(Region pointing data)
----------
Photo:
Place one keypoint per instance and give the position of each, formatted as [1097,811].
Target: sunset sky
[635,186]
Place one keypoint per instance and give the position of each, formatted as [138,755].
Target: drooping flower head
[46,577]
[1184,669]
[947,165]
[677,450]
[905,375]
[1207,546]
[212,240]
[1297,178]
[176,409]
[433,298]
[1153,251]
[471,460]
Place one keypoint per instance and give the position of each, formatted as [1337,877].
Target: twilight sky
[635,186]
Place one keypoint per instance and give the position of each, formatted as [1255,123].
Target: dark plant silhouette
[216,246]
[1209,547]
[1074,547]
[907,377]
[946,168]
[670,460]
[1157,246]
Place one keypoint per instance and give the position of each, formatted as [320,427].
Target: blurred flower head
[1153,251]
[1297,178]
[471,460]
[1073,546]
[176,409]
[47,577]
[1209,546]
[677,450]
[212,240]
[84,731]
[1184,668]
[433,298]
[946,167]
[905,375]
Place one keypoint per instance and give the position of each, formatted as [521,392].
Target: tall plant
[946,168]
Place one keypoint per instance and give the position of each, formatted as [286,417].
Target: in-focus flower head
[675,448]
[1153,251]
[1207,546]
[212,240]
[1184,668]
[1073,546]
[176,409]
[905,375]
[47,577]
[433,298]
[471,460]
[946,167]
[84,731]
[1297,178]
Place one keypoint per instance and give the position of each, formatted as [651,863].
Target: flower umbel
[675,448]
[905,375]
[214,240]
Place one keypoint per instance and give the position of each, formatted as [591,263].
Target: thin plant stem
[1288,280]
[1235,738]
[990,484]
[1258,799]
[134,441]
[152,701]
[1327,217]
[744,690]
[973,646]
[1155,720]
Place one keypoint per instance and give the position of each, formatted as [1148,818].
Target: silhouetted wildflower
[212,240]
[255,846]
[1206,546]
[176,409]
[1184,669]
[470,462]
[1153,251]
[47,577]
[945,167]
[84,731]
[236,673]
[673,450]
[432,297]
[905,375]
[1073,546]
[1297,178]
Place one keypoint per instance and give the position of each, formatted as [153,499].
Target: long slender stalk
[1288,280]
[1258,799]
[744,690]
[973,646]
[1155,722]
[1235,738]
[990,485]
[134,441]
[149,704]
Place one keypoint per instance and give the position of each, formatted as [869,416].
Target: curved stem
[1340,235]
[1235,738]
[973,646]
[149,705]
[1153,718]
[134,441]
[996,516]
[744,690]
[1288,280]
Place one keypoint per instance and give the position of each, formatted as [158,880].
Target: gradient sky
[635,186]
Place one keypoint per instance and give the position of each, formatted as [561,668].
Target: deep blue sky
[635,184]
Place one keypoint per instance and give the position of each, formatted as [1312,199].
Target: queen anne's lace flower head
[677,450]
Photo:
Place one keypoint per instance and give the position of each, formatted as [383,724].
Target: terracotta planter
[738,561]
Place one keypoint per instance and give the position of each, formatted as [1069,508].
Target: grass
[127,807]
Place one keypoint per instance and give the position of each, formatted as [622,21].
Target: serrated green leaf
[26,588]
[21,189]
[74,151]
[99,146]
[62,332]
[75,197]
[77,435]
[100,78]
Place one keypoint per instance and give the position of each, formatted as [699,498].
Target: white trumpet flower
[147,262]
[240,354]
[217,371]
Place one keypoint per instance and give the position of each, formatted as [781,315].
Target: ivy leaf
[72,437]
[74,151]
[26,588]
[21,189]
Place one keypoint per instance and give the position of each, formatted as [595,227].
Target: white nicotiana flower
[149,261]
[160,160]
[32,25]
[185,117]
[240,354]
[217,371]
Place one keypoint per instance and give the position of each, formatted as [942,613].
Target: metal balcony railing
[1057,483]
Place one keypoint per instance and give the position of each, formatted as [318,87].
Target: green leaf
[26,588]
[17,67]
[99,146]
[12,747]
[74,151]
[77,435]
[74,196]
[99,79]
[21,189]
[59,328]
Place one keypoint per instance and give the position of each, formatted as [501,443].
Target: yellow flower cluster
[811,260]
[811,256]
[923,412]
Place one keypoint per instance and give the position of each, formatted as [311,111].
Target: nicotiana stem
----------
PROBLEM REQUIREMENTS
Beginning at the line where "Target: ivy leaf" appears, extract each line through the end of the data above; keep them exact and include nothing else.

RESPONSE TO THIS EXERCISE
Target: ivy leaf
[72,437]
[74,151]
[26,588]
[21,189]
Place one keypoint per instance and give the position of each, formatted as [595,227].
Target: white nicotiana flower
[149,261]
[160,160]
[32,25]
[185,117]
[240,354]
[217,371]
Place one keypoint per instance and give the position of each, formatted as [942,613].
Target: metal balcony railing
[1057,483]
Place one keypoint per instance and give the position of each, formatted as [318,87].
Target: green leaf
[26,588]
[17,67]
[99,146]
[12,747]
[74,151]
[77,435]
[74,196]
[99,79]
[21,189]
[59,328]
Place one keypoint per instance and give the position of each, formatted as [501,443].
Target: yellow flower cluster
[811,260]
[811,256]
[923,412]
Place one keypoint per instance and give the position of each, formatted as [311,111].
Target: nicotiana stem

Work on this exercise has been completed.